INPUT RECORDS

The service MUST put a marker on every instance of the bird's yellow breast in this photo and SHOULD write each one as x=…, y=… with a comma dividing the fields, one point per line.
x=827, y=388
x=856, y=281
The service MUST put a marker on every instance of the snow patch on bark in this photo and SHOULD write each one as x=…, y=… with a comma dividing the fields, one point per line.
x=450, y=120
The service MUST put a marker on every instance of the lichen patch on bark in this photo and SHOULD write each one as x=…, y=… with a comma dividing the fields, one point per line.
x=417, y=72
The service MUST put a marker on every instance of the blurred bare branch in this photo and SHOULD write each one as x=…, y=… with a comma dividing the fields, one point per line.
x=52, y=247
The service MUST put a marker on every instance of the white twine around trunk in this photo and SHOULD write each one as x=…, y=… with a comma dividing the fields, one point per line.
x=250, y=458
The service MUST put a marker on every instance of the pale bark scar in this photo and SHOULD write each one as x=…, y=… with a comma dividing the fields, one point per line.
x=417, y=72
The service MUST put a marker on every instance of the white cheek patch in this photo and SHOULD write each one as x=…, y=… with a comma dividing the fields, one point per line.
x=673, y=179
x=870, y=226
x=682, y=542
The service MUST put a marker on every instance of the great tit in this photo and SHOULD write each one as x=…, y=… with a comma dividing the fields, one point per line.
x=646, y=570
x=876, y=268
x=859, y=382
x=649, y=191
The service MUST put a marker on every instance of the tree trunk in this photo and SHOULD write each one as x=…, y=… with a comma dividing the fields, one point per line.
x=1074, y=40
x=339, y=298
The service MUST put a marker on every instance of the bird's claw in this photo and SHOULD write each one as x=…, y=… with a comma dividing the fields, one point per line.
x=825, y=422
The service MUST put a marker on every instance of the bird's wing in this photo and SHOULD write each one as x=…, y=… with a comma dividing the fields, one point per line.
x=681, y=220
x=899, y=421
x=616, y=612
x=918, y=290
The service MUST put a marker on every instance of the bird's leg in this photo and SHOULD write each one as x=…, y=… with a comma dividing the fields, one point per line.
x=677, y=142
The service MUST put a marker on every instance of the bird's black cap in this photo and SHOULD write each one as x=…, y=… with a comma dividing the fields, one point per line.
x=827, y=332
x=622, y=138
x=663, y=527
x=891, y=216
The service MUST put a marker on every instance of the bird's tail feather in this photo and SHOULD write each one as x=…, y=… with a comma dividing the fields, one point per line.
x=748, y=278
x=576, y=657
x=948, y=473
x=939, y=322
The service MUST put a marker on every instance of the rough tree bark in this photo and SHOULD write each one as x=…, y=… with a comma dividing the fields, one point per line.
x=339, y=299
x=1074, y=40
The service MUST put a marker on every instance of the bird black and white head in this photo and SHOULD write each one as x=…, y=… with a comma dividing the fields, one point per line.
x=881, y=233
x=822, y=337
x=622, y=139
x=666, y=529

INSTRUCTIONS FOR THE TASK
Reproduce the data verbatim from its first line through the line containing "x=450, y=120", with both ends included.

COMPLETED EXERCISE
The service MUST put a marker on every instance of the bird's yellow breast in this photo and SHOULD write each one as x=…, y=… with a comma dividing the fields, one point per line.
x=827, y=388
x=856, y=281
The service MUST put a marker on every instance of the snow patch on bark in this photo and SHOULD write each one as x=…, y=… with a comma dividing the fields, one point per line.
x=450, y=120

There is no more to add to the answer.